**Lista de tarefas**
**1)** Segundo a reportagem sobre juros e dólar, quantos setores a Folha consultou para traçar o cenário do final do ano e do início do próximo?
**2)** Dê sequência à reportagem sobre juros e dólar a partir da última frase apresentada.

**Texto da página**
□ □ □ □ □
Com juros e dólar altos, empresas prevêem custo maior, consumidor desanimado e elevação da inadimplência

Só exportador escapa da crise em 2003

FÁTIMA FERNANDES
GEORGIA NASCIMENTO
DA REPORTAGEM LOCAL

A alta dos juros e do dólar vai trazer um final de ano sombrio para o comércio e para a indústria. O financiamento mais caro e a desvalorização do real elevaram os custos das empresas e tiraram o ânimo do consumidor na melhor época de vendas do ano. O 13º salário pode aliviar os negócios de alguns setores, mas da crise prevista para o início de 2003 quase ninguém escapa, a não ser os grandes exportadores.
Esse é o cenário traçado por 12 setores consultados pela Folha para o final deste ano e início do próximo. Nos próximos seis meses, as empresas devem viver um período de forte descapitalização, provocada pela alta de custos e fraca demanda, especialmente no caso dos setores que abastecem apenas o mercado interno.
□ □ □ □ □
**Dados fornecidos**

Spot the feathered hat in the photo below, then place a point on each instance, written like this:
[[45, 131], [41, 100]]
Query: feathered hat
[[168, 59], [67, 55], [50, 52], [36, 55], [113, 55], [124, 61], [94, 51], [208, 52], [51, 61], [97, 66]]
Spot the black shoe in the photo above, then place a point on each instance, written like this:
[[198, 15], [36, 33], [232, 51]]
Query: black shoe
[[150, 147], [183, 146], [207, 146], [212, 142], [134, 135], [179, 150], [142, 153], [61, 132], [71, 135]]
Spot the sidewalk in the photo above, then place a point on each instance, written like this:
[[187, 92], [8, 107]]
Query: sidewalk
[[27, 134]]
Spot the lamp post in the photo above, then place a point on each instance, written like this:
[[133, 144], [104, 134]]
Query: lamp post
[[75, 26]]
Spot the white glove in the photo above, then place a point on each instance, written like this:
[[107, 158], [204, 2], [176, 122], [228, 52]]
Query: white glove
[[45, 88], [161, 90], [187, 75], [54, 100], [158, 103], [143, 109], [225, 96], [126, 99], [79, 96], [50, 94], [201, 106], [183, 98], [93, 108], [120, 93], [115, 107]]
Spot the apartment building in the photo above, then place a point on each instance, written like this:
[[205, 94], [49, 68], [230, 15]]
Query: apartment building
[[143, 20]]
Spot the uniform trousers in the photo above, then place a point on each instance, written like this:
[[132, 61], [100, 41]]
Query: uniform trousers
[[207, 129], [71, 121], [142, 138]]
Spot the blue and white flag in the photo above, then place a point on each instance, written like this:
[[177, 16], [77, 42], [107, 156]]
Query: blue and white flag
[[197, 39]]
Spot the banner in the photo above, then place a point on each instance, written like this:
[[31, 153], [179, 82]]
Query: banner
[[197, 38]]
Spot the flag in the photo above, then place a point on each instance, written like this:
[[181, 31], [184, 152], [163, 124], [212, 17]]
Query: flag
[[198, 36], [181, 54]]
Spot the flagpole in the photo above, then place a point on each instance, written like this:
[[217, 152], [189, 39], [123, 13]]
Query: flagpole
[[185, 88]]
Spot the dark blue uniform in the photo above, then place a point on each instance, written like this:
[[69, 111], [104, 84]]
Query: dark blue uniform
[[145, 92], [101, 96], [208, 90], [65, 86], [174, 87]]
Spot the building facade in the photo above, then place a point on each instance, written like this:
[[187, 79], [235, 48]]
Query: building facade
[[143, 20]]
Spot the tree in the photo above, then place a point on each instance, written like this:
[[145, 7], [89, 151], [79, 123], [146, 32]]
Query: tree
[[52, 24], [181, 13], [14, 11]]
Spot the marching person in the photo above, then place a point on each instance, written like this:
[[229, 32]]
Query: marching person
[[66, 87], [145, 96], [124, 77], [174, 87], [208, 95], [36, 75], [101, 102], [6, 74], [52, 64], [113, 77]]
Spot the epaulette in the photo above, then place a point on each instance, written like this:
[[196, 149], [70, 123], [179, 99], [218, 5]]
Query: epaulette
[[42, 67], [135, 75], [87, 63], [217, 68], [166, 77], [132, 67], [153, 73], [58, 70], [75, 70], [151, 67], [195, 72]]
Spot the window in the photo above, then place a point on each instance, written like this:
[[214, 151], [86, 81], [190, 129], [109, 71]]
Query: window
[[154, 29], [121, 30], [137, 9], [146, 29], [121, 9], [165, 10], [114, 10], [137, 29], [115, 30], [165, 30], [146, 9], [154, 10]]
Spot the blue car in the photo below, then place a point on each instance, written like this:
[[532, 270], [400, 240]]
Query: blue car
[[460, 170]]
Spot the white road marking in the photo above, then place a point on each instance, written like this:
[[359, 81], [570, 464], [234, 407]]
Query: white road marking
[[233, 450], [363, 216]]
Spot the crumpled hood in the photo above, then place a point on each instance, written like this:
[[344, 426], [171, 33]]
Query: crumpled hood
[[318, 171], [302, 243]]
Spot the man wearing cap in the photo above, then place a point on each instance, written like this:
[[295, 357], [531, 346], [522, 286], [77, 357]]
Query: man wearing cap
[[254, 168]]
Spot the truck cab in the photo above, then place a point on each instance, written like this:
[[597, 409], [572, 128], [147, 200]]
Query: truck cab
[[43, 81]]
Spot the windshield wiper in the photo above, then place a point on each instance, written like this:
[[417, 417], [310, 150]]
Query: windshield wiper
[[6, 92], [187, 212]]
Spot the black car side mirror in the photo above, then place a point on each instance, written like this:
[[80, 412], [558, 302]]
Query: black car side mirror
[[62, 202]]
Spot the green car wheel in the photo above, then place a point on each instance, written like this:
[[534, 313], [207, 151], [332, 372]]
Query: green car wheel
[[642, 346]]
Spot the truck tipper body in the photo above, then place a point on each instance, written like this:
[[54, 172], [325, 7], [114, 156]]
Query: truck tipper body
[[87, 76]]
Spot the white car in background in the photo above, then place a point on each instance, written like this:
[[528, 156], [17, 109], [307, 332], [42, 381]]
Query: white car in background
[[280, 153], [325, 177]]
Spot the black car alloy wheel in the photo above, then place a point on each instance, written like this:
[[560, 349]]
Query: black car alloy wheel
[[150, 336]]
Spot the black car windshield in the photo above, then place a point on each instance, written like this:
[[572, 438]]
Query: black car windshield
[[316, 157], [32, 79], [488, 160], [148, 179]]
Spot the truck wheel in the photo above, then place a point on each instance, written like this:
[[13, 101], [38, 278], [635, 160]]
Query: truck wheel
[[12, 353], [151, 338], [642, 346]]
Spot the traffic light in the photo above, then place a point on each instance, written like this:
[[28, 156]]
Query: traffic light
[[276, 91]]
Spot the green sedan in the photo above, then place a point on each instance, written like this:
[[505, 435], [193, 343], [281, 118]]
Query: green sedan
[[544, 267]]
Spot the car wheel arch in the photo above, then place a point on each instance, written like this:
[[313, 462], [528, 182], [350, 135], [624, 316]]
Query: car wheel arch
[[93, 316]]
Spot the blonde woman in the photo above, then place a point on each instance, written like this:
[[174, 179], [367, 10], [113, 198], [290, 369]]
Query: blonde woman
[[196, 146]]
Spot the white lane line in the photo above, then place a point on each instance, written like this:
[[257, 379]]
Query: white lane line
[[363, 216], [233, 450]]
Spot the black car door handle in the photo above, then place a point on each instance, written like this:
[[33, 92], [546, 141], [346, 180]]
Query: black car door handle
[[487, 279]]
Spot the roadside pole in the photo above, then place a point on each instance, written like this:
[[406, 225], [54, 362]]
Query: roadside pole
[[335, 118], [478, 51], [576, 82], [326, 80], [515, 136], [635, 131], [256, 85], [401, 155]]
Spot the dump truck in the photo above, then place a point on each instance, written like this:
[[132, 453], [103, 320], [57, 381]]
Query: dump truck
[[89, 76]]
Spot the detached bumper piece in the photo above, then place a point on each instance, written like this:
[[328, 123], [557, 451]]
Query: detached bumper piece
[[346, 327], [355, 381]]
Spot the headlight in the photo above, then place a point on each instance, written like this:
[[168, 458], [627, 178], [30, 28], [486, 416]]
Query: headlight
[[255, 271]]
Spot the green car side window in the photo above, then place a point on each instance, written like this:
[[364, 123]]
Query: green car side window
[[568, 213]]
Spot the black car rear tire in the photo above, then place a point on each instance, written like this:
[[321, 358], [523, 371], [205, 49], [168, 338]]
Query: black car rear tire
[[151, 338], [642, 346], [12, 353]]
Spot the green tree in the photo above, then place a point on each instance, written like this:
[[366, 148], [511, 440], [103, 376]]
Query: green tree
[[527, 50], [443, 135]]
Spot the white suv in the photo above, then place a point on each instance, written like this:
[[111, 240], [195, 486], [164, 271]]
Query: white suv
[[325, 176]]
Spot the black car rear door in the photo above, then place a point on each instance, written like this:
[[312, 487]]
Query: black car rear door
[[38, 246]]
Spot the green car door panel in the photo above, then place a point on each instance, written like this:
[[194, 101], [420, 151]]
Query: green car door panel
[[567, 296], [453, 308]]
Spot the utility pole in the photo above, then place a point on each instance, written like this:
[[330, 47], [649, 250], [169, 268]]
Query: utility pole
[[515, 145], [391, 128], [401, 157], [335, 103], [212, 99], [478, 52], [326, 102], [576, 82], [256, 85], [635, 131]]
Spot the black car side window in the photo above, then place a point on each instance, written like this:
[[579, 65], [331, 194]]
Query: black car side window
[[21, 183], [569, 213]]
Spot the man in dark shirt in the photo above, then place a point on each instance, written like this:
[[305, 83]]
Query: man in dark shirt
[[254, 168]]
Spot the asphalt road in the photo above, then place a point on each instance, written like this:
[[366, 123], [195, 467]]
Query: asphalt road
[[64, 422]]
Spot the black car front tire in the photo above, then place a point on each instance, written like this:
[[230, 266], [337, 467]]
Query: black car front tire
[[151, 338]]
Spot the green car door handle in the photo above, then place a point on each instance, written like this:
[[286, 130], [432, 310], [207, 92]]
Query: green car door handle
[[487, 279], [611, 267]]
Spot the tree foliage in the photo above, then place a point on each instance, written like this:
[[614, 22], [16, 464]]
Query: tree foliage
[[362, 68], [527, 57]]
□ □ □ □ □
**Respostas das tarefas**
**1)** Doze setores.

**2)**
Mais: a inadimplência das empresas e dos consumidores deve voltar a subir, já que as dívidas encareceram. Sem contar que em 2003 muda o governo, outro motivo para o mercado ficar apreensivo -pelo menos até que seja definida a nova equipe econômica e os rumos que vai dar ao país.
"A alta do dólar elevou os custos das nossas matérias-primas, mas não conseguimos repassá-la para os preços. Ao mesmo tempo, a subida dos juros aumentou as dívidas (a maioria em dólar) das empresas que investiram na produção", diz Fábio Mestriner, presidente da Abre, associação da indústria de embalagem.

Eletrônicos
A indústria eletroeletrônica considera-se uma das maiores vítimas da alta do dólar e dos juros por ser dependente de insumos importados e de financiamento. "O pior é que o dólar varia todo dia, e isso cria forte pressão inflacionária", afirma Carlos de Paiva Lopes, presidente da Abinee (Associação Brasileira da Indústria Elétrica e Eletrônica).
A indústria já vinha segurando a produção quando o dólar começou a dar maiores saltos, a partir de julho. A expectativa, no entanto, era que, passado o período eleitoral, o mercado financeiro se acalmasse e, com a proximidade do final do ano, o consumo voltasse a crescer -um estímulo à produção e ao emprego.
"Com esse aumento inesperado das taxas de juros, não dá nem para fazer projeções para este final de ano", afirma Emílio Alfieri, economista da Associação Comercial de São Paulo (ACSP).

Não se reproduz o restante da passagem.